━━━ Teks Bacaan ━━━
Mengejutkan! Ini Pandangan Komisaris Selain Roy Soal KRAS

Anastasia Arvirianty, CNBC Indonesia
26 July 2019 16:53
Rupanya pandangan serupa juga disampaikan komisaris perseroan yang lainnya, Ridwan Djamaluddin
Foto: Rapat Umum Pemegang Saham Tahunan (RUPST) PT Krakatau Steel Tbk (KRAS) (CNBC Indonesia/Anastasia Arvirianty)
Jakarta, CNBC Indonesia - Komisaris Independen PT Krakatau Steel Tbk (KRAS) Roy Maningkas menjelaskan salah satu alasan mundur dari jabatannya karena proyek blast furnace tidak layak lagi diteruskan. Rupanya komisaris lain perseroan Ridwan Djamaluddin juga punya pandang soal proyek blast furnace.

Ridwan yang juga menjabat sebagai Deputi III Bidang Koordinasi Infrastruktur Kemenko Bidang Kemaritiman menyebutkan, setelah proyek diujicobakan kalau ternyata malah merugikan, maka akan dilakukan kajian lagi untuk tindak lanjut berikutnya.

"Itu yang nanti akan ada kajiannya, tindak lanjutnya seperti apa. Itu yang justru jadi perhatian komisaris sebagai antisipasi setelah uji coba. Nanti ada beberapa opsi yang disiapkan untuk eliminir (kalau benar merugikan dan disetop). Ada kajiannya, lagi disiapkan," pungkas Ridwan.


Sebelumnya, Roy menjelaskan pengunduran dirinya didasari oleh pengujian blast furnace dipaksakan untuk selesai dalam dua bulan agar dapat diterima Krakatau Steel. Padahal begitu banyak item yang harus diuji keandalan dan keamanan, tidak mungkin hanya diuji dalam dua bulan. Sementara dalam kontrak minimal enam bulan pengujian.

Persiapan operasi Project Blast Furnace (proyek yang akan menghasilkan hot metal) Krakatau Steel dimulai sejak 2011. Saat ini sedang dimulai beroperasi, dan Krakatau Steel sudah mengeluarkan uang sekitar US$ 714 juta atau setara Rp 10 triliun. Terjadi over-run atau membengkak Rp 3 triliun, dari rencana semula Rp 7 triliun.

Roy juga menilai Kementerian BUMN, kementerian yang menugaskan dirinya di KRAS, justru merasa kurang nyaman dengan pernyataannya terkait kondisi perusahaan.

"Kementerian BUMN seolah-olah tidak happy, padahal saya ditugaskan Kementerian BUMN untuk mengawasi perusahaan. Loh ini ada yang enggak beres, tapi malah apa yang saya sampaikan mereka (BUMN) tidak nyaman," tegas Roy.

"Surat saya juga dijawab pakai WhatsApp, saya rasa enggak etis seperti itu," kata Roy yang juga kader Partai Demokrasi Indonesia Perjuangan (PDIP), yang juga Anggota Barisan Relawan Jokowi Presiden ini.
━━━
#### Ketentuan Latihan
A) Ubahlah bagian berita tentang Krakatau Steel yang dimulai dari "Roy juga menilai" dan diakhiri dengan "terkait kondisi perusahaan." dengan mengganti "kurang nyaman" menjadi "tidak senang".
B) Teruskan berita tentang Krakatau Steel dari bagian terakhirnya.
━━━ Kumpulan Data ━━━
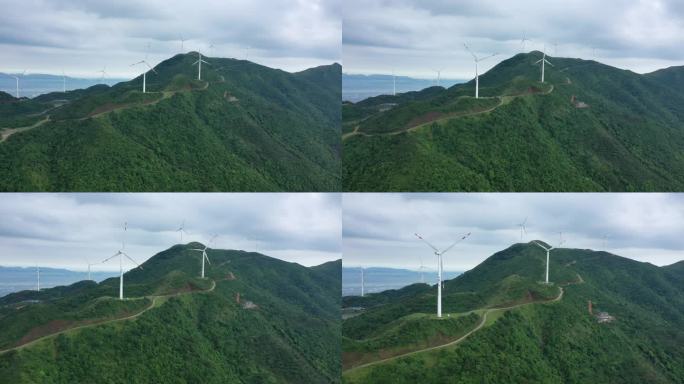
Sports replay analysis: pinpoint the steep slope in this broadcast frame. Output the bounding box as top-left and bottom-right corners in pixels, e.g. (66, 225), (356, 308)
(0, 53), (341, 191)
(343, 52), (684, 191)
(0, 243), (341, 383)
(343, 243), (684, 383)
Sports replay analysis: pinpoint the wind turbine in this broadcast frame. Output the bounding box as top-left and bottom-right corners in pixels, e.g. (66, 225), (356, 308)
(361, 267), (366, 297)
(463, 43), (498, 99)
(179, 35), (186, 53)
(535, 46), (553, 83)
(414, 232), (470, 317)
(102, 223), (142, 300)
(176, 219), (189, 244)
(534, 236), (564, 284)
(192, 51), (211, 80)
(518, 217), (527, 241)
(520, 31), (532, 52)
(97, 65), (107, 84)
(191, 236), (216, 279)
(131, 60), (157, 93)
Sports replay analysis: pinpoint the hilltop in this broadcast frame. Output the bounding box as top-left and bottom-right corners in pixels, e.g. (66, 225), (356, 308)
(343, 52), (684, 191)
(342, 243), (684, 384)
(0, 52), (342, 192)
(0, 243), (341, 383)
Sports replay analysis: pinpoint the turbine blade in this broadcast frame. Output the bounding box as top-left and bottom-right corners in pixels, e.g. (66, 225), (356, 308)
(414, 233), (439, 253)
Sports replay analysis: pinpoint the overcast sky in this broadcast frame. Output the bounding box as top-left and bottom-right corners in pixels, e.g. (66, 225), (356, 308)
(343, 0), (684, 79)
(0, 0), (342, 78)
(342, 193), (684, 271)
(0, 193), (342, 270)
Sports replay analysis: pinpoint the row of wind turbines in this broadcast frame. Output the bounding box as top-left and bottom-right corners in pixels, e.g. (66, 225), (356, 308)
(6, 35), (226, 99)
(361, 218), (610, 318)
(30, 220), (218, 300)
(392, 32), (568, 99)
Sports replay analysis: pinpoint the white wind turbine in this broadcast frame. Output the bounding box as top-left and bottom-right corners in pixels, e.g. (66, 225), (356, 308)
(102, 223), (142, 300)
(463, 43), (498, 99)
(534, 234), (564, 284)
(97, 65), (107, 84)
(361, 267), (366, 297)
(518, 217), (527, 241)
(176, 219), (189, 244)
(191, 236), (216, 279)
(535, 46), (553, 83)
(520, 31), (532, 52)
(192, 50), (211, 80)
(414, 232), (470, 317)
(131, 60), (157, 93)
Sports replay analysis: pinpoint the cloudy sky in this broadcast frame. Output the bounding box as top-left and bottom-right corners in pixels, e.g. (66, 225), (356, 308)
(0, 193), (342, 270)
(343, 0), (684, 79)
(342, 193), (684, 271)
(0, 0), (342, 78)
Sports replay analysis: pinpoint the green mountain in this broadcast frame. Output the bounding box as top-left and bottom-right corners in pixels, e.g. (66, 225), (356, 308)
(342, 52), (684, 192)
(0, 243), (342, 383)
(342, 243), (684, 384)
(0, 53), (341, 191)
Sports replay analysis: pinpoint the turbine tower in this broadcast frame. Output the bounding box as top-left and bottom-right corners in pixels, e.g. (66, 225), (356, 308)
(176, 219), (189, 244)
(463, 43), (498, 99)
(535, 46), (553, 83)
(518, 217), (527, 241)
(414, 232), (470, 317)
(97, 65), (107, 84)
(131, 60), (157, 93)
(534, 236), (564, 284)
(520, 31), (532, 53)
(191, 239), (213, 279)
(102, 223), (142, 300)
(192, 51), (211, 80)
(361, 267), (366, 297)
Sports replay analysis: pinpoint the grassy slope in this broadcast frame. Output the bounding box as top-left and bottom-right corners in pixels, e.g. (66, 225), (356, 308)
(0, 54), (341, 191)
(343, 244), (684, 383)
(0, 244), (341, 383)
(343, 53), (684, 191)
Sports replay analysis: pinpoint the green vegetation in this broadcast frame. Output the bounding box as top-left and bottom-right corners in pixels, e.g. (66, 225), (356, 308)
(342, 52), (684, 192)
(0, 243), (341, 383)
(343, 243), (684, 384)
(0, 53), (341, 192)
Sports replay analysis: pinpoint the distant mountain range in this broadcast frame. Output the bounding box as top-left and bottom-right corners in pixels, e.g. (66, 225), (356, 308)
(342, 243), (684, 384)
(0, 243), (342, 384)
(342, 52), (684, 192)
(342, 267), (461, 296)
(0, 52), (342, 192)
(342, 73), (466, 103)
(0, 72), (129, 97)
(0, 266), (118, 297)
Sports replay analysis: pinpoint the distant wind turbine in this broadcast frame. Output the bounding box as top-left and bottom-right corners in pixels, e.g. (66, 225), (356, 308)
(97, 65), (107, 84)
(534, 234), (563, 284)
(414, 232), (470, 317)
(102, 223), (142, 300)
(176, 220), (189, 244)
(192, 51), (211, 80)
(463, 43), (498, 99)
(131, 60), (157, 93)
(520, 31), (532, 52)
(535, 46), (553, 83)
(518, 217), (527, 241)
(192, 232), (216, 279)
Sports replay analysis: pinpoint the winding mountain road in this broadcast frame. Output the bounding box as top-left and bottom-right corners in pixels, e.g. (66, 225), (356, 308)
(0, 280), (216, 355)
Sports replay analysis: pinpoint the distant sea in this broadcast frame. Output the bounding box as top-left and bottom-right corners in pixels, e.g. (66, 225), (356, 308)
(0, 73), (127, 97)
(342, 268), (461, 296)
(0, 266), (118, 297)
(342, 73), (465, 103)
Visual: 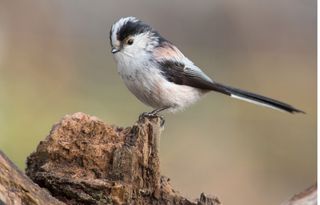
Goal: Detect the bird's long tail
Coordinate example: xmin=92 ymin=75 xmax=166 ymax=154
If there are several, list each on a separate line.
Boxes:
xmin=212 ymin=83 xmax=304 ymax=113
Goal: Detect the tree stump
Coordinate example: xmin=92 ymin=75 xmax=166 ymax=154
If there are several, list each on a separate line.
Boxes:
xmin=26 ymin=113 xmax=220 ymax=205
xmin=0 ymin=151 xmax=64 ymax=205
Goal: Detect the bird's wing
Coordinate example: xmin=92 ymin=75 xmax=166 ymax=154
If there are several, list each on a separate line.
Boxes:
xmin=153 ymin=42 xmax=218 ymax=90
xmin=158 ymin=60 xmax=214 ymax=90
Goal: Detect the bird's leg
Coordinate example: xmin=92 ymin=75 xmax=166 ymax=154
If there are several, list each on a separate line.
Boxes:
xmin=139 ymin=107 xmax=169 ymax=126
xmin=148 ymin=107 xmax=169 ymax=116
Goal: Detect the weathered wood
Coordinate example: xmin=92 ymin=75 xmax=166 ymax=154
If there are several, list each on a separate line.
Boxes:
xmin=26 ymin=113 xmax=220 ymax=205
xmin=0 ymin=151 xmax=64 ymax=205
━━━
#### Kunci Jawaban
A)
Roy juga menilai Kementerian BUMN, kementerian yang menugaskan dirinya di KRAS, justru merasa tidak senang dengan pernyataannya terkait kondisi perusahaan.

B)
Berdasarkan laporan keuangan KRAS 2018, tercatat utang mencapai US$ 2,49 miliar atau sekitar Rp 35 triliun (asumsi kurs Rp 14.000/US$), naik 10,45% dibandingkan 2017 sebesar US$ 2,26 miliar.

Utang jangka pendek yang harus dibayarkan oleh perusahaan mencapai US$ 1,59 miliar, naik 17,38% dibandingkan 2017 senilai US$ 1,36 miliar. Jumlah ini jauh lebih besar dibandingkan utang jangka panjang sebesar US$ 899,43 juta.

Roy menegaskan persoalan perusahaan saat ini di bawah kendali Silmy Karim sebagai Direktur Utama KRAS ialah bagaimana memperbaiki ke depan dan tidak menambah masalah baru.

"Jadi KS ini jadi seperti bonsai, ada kepentingan yang bermain."

Menanggapi pernyataan Roy, Direktur Utama KRAS Silmy Karim yang mulai memimpin BUMN baja tersebut pada September 2018 menegaskan bahwa ketika dia pertama kali masuk, banyak persoalan melingkupi Krakatau Steel.

Persoalan-persoalan tersebut kemudian difilter dan dicari solusi terbaik untuk mengatasinya, salah satunya Proyek Blast Furnace.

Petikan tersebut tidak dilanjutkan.